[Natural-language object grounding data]

---------------

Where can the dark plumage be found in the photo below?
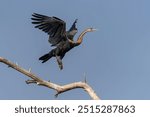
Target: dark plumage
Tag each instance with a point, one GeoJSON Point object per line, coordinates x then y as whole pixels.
{"type": "Point", "coordinates": [58, 36]}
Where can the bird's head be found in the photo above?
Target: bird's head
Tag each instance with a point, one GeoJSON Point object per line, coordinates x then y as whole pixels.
{"type": "Point", "coordinates": [91, 29]}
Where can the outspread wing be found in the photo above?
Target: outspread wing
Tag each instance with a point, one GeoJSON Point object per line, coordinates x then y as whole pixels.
{"type": "Point", "coordinates": [53, 26]}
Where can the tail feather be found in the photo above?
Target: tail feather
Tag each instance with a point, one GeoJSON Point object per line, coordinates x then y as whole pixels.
{"type": "Point", "coordinates": [45, 57]}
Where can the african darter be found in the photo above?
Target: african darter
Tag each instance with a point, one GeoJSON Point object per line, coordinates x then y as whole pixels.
{"type": "Point", "coordinates": [58, 36]}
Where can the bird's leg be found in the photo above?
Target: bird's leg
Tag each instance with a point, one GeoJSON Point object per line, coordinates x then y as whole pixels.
{"type": "Point", "coordinates": [59, 61]}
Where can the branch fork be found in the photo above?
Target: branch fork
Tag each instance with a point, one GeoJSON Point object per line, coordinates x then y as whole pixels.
{"type": "Point", "coordinates": [59, 88]}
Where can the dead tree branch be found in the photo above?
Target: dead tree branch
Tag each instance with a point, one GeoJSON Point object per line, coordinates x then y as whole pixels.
{"type": "Point", "coordinates": [60, 89]}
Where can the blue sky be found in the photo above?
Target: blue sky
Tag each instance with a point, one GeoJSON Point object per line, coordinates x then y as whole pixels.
{"type": "Point", "coordinates": [115, 59]}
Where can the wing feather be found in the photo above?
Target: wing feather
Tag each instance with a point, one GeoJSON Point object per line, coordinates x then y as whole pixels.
{"type": "Point", "coordinates": [53, 26]}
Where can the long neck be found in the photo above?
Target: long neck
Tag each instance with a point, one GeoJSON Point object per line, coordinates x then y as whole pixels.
{"type": "Point", "coordinates": [80, 38]}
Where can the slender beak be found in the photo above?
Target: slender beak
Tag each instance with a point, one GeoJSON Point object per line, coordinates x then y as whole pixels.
{"type": "Point", "coordinates": [94, 29]}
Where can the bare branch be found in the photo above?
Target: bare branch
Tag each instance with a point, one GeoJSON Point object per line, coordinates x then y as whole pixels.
{"type": "Point", "coordinates": [60, 89]}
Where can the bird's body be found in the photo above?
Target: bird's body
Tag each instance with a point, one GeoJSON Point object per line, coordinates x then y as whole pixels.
{"type": "Point", "coordinates": [58, 36]}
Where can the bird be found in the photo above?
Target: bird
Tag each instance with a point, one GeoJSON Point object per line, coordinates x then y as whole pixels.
{"type": "Point", "coordinates": [61, 39]}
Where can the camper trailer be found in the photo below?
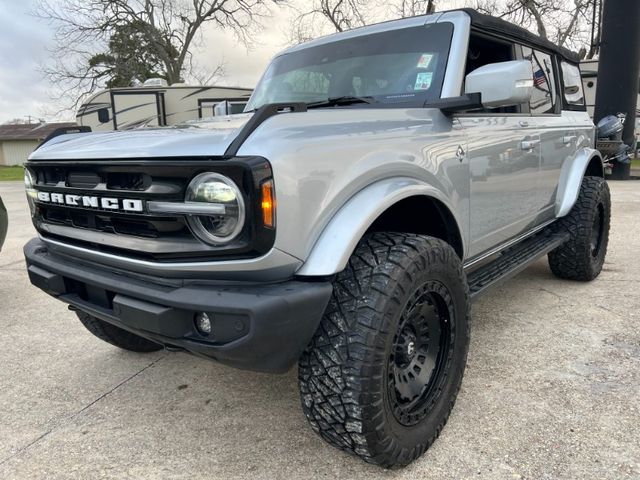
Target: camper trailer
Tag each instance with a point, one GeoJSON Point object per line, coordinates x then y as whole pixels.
{"type": "Point", "coordinates": [156, 104]}
{"type": "Point", "coordinates": [589, 70]}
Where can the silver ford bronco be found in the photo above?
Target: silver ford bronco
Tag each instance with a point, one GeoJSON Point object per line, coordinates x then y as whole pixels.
{"type": "Point", "coordinates": [378, 182]}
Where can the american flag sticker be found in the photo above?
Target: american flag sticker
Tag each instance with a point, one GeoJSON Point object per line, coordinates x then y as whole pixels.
{"type": "Point", "coordinates": [539, 78]}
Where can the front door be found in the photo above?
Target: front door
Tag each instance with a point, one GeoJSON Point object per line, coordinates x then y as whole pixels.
{"type": "Point", "coordinates": [504, 165]}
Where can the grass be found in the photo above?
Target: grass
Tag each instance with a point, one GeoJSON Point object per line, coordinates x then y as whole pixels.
{"type": "Point", "coordinates": [11, 173]}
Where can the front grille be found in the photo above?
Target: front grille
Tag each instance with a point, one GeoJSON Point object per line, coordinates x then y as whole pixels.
{"type": "Point", "coordinates": [142, 234]}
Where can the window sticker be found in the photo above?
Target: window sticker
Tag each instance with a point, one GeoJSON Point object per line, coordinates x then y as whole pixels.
{"type": "Point", "coordinates": [423, 81]}
{"type": "Point", "coordinates": [425, 60]}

---------------

### WHAT THE TASK ASKS
Which lines in the records above contain the string "tail"? Copy them.

### ANSWER TO THIS EXERCISE
Where can the tail feather be found in the photo above?
Target: tail feather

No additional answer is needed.